**Description of the task**
Select every line of the listing that contains the word "electrical", and copy those lines without changes.

Excerpts from point annotation data:
□ □ □ □ □ □ □
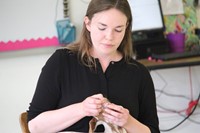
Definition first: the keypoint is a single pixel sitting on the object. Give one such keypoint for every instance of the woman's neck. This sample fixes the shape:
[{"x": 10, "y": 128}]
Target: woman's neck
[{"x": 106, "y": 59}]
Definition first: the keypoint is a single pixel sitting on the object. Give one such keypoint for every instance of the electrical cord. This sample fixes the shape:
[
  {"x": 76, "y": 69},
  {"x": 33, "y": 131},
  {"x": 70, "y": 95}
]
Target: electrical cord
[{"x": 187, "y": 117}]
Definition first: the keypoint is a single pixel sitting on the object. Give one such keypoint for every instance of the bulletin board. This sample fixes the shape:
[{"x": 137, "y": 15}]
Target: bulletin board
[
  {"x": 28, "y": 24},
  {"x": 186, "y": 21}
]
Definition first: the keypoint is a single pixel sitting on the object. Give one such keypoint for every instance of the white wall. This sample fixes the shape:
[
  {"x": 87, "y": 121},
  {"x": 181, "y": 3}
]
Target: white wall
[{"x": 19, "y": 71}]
□ □ □ □ □ □ □
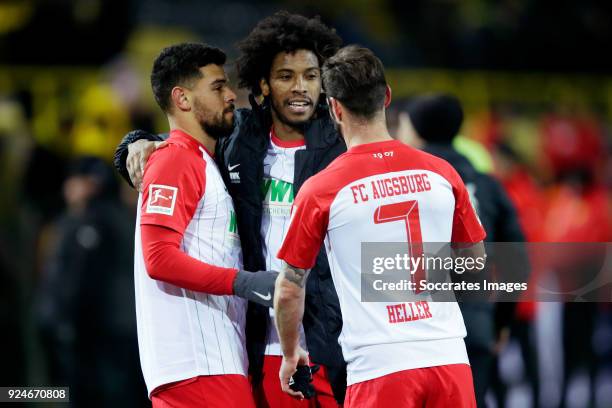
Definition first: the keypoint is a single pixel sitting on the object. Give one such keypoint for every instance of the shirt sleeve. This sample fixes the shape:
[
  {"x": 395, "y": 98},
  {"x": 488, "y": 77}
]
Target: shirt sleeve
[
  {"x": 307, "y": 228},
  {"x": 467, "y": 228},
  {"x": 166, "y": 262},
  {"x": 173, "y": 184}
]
□ □ □ □ □ □ □
**Problem solution**
Definition first: the keypoint is a single pixel sitting on the object. Give one such keypoint for every instance of the electrical cord. This sample fixes the shape:
Target: electrical cord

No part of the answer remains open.